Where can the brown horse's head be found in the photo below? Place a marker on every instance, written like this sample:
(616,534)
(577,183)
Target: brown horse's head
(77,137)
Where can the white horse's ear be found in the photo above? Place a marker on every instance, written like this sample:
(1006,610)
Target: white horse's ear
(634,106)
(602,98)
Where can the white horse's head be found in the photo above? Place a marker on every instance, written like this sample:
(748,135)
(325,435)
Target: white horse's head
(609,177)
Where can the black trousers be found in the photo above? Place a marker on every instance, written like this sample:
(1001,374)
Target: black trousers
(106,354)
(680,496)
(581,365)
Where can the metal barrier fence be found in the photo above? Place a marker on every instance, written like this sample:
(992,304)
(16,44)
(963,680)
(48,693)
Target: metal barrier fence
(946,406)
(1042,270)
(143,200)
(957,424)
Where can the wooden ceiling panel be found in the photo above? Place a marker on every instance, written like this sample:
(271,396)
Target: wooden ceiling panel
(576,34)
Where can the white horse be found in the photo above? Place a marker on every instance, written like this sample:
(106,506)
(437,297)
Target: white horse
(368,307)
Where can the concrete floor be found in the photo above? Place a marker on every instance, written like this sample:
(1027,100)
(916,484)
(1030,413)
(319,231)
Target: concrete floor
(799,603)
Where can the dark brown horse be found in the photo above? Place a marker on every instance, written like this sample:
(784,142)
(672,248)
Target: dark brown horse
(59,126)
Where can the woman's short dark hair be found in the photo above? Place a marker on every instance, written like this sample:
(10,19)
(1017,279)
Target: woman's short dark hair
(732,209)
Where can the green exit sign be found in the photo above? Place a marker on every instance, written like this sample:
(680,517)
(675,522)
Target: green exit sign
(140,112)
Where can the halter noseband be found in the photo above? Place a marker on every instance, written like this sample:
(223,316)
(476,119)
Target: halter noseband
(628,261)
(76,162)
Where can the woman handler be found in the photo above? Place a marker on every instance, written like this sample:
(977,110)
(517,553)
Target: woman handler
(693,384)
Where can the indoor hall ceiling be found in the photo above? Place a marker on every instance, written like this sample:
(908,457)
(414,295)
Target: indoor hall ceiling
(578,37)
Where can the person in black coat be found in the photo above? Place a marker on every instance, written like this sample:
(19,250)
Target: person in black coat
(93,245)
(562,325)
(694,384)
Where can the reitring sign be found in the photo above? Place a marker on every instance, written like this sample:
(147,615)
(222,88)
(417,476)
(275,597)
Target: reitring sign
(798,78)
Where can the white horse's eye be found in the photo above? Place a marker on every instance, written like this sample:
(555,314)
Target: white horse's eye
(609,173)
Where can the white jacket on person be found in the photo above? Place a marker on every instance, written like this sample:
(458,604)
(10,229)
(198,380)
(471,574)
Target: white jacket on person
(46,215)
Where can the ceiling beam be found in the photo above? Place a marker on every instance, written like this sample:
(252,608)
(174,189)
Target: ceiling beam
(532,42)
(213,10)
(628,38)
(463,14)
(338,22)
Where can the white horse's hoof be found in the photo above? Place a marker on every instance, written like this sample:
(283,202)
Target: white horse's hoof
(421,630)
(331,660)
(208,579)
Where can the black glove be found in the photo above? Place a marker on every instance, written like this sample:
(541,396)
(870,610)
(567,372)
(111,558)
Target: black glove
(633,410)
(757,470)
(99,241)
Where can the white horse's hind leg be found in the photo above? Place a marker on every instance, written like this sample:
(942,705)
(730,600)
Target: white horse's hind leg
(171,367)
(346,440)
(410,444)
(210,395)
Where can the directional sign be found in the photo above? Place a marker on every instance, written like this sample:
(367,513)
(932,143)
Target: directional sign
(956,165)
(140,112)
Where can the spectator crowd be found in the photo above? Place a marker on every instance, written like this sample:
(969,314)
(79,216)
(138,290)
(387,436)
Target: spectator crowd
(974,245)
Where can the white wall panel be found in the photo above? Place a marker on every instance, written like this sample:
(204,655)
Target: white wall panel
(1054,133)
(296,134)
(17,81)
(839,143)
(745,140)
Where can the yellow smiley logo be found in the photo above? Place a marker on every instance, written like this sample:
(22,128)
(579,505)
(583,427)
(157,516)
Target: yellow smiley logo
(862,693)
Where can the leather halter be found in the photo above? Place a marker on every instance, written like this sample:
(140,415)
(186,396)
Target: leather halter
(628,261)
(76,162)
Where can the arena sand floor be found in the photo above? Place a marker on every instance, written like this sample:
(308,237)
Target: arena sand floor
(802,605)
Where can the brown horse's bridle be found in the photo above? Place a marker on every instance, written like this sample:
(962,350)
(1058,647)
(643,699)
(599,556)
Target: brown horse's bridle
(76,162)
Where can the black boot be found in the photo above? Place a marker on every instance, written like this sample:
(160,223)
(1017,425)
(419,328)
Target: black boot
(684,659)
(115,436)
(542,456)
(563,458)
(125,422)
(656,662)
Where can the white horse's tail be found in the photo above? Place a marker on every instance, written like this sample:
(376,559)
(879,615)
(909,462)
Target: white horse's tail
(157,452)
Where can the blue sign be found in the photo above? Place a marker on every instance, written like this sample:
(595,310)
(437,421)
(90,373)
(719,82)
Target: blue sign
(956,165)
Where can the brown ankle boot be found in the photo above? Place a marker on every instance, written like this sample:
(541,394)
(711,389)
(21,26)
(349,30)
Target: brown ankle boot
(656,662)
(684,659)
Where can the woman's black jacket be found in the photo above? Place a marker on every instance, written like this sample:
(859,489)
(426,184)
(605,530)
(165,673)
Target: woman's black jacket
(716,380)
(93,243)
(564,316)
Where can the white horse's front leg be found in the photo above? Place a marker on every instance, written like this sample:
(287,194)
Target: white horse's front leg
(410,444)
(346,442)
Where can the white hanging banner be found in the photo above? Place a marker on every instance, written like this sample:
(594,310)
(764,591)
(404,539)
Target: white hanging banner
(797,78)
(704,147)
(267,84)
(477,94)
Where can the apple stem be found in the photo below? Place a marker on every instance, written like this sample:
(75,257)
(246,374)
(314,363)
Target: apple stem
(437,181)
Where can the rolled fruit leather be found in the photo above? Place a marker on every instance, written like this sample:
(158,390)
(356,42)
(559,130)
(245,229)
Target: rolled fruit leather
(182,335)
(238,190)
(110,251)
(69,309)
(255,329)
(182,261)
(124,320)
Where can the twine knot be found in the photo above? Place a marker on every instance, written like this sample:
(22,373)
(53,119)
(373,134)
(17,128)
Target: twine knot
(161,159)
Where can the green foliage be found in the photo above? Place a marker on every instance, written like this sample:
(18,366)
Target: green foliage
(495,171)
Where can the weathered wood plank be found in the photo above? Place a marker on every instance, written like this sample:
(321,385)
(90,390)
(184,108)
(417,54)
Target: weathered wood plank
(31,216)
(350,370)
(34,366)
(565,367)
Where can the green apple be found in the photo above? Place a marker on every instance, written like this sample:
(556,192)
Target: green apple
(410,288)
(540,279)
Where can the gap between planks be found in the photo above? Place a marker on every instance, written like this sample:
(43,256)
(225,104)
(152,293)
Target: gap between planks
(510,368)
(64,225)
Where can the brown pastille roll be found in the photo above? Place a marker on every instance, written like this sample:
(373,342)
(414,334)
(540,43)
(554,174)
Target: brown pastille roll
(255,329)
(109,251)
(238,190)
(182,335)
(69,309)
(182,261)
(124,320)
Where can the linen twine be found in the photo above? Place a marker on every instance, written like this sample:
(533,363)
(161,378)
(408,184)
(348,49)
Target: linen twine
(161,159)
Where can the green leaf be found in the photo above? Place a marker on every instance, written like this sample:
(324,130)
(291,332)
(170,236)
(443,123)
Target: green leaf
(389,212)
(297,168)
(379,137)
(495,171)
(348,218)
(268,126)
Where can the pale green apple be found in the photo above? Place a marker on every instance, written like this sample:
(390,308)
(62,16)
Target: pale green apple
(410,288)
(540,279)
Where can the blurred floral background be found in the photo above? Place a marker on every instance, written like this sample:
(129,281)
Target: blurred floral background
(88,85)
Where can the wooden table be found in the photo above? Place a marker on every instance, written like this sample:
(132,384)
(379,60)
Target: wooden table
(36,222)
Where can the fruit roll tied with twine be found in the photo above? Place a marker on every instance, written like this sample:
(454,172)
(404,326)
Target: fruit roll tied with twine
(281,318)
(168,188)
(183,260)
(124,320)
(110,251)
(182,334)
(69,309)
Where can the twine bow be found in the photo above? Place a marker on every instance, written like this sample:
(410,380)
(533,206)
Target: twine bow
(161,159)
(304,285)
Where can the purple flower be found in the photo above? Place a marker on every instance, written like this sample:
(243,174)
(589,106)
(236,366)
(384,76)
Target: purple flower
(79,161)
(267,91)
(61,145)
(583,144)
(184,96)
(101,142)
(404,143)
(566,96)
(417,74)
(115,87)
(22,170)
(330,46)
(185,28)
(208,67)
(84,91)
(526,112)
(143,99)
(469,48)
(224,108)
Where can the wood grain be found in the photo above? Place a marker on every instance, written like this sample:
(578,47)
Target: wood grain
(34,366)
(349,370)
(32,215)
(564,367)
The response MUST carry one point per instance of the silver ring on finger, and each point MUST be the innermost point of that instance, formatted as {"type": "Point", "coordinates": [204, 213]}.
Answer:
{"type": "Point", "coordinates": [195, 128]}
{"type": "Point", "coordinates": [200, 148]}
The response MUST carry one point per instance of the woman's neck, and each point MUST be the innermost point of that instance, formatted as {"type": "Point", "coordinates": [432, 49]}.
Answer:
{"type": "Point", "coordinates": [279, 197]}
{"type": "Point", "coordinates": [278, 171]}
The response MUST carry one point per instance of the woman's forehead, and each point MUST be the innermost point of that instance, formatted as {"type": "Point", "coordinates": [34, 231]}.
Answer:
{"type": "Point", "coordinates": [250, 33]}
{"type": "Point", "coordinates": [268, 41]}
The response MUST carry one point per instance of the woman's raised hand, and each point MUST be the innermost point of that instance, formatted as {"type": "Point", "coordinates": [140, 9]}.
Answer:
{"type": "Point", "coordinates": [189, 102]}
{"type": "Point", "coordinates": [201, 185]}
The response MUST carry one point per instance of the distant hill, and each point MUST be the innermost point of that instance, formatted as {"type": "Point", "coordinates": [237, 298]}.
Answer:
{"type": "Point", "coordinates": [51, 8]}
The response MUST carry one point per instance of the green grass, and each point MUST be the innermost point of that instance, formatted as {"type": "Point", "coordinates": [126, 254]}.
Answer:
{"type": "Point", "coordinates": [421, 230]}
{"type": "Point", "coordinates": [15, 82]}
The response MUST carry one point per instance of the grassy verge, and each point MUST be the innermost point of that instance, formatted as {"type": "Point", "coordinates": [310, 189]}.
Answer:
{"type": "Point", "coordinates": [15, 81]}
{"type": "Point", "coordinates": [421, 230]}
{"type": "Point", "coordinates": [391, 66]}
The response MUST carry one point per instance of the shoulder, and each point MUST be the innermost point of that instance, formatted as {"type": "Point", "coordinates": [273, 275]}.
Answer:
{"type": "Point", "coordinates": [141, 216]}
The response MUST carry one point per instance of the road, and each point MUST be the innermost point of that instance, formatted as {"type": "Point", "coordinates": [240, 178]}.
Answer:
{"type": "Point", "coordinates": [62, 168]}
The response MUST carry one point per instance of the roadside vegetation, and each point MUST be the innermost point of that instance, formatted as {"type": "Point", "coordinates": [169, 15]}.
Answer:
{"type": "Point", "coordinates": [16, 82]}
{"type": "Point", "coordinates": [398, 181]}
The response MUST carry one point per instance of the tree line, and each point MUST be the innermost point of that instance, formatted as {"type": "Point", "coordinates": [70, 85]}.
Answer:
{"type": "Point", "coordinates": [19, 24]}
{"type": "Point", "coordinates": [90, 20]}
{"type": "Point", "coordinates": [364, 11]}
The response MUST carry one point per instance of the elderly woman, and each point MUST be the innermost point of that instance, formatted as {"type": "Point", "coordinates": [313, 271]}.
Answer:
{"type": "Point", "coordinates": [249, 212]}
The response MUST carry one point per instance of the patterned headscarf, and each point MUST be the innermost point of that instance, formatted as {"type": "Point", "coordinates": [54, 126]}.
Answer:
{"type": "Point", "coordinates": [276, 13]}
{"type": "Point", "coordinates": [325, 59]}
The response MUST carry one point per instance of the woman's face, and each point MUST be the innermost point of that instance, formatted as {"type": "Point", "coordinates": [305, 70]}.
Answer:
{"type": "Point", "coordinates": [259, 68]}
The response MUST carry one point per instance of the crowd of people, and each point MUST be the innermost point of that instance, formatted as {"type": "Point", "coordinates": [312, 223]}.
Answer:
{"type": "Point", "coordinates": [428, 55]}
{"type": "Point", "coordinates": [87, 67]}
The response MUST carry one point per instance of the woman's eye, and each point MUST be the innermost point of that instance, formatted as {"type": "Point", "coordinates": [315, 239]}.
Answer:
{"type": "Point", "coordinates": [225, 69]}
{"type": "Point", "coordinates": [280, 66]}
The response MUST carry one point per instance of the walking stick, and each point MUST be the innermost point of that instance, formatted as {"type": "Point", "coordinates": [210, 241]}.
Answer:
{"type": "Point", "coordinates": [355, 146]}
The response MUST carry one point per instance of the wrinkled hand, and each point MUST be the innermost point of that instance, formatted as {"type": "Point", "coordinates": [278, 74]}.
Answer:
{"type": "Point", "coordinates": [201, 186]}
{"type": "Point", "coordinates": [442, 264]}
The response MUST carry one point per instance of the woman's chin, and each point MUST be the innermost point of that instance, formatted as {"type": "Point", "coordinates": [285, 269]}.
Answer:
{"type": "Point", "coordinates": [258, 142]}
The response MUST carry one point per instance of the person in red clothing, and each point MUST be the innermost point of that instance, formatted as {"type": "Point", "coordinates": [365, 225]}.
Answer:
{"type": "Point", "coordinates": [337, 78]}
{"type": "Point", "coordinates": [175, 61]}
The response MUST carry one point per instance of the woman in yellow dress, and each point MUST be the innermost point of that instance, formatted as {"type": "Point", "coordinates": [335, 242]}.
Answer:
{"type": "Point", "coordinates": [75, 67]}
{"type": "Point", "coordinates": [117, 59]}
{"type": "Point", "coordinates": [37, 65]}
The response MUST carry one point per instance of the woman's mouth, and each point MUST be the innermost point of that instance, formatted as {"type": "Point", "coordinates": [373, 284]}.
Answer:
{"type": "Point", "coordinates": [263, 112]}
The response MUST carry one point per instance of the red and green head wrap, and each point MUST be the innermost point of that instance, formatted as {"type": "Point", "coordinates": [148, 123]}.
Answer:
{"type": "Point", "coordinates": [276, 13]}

◆ Stated goal ◆
Find the line that contains "The response MUST carry one point per instance of the person". Repeat it and every line after it, exactly as written, up to and including the last line of the records above.

◆ Expected answer ◆
The response MUST carry one point per instance of the person in red clothing, and each point MUST be the innermost point of that instance, formatted as {"type": "Point", "coordinates": [365, 225]}.
Answer:
{"type": "Point", "coordinates": [337, 78]}
{"type": "Point", "coordinates": [175, 61]}
The response MUST carry one point per instance of the woman in yellow dress, and each point MUST be the innermost point of that instance, formatted as {"type": "Point", "coordinates": [335, 242]}.
Answer:
{"type": "Point", "coordinates": [75, 67]}
{"type": "Point", "coordinates": [117, 59]}
{"type": "Point", "coordinates": [37, 65]}
The response MUST carry one point per instance of the woman's mouth, and each point MUST be the innermost point of that instance, formatted as {"type": "Point", "coordinates": [373, 284]}.
Answer:
{"type": "Point", "coordinates": [263, 112]}
The response MUST carry one point per instance of the red and green head wrap, and each point MUST be the innermost point of that instance, formatted as {"type": "Point", "coordinates": [148, 123]}.
Answer:
{"type": "Point", "coordinates": [276, 13]}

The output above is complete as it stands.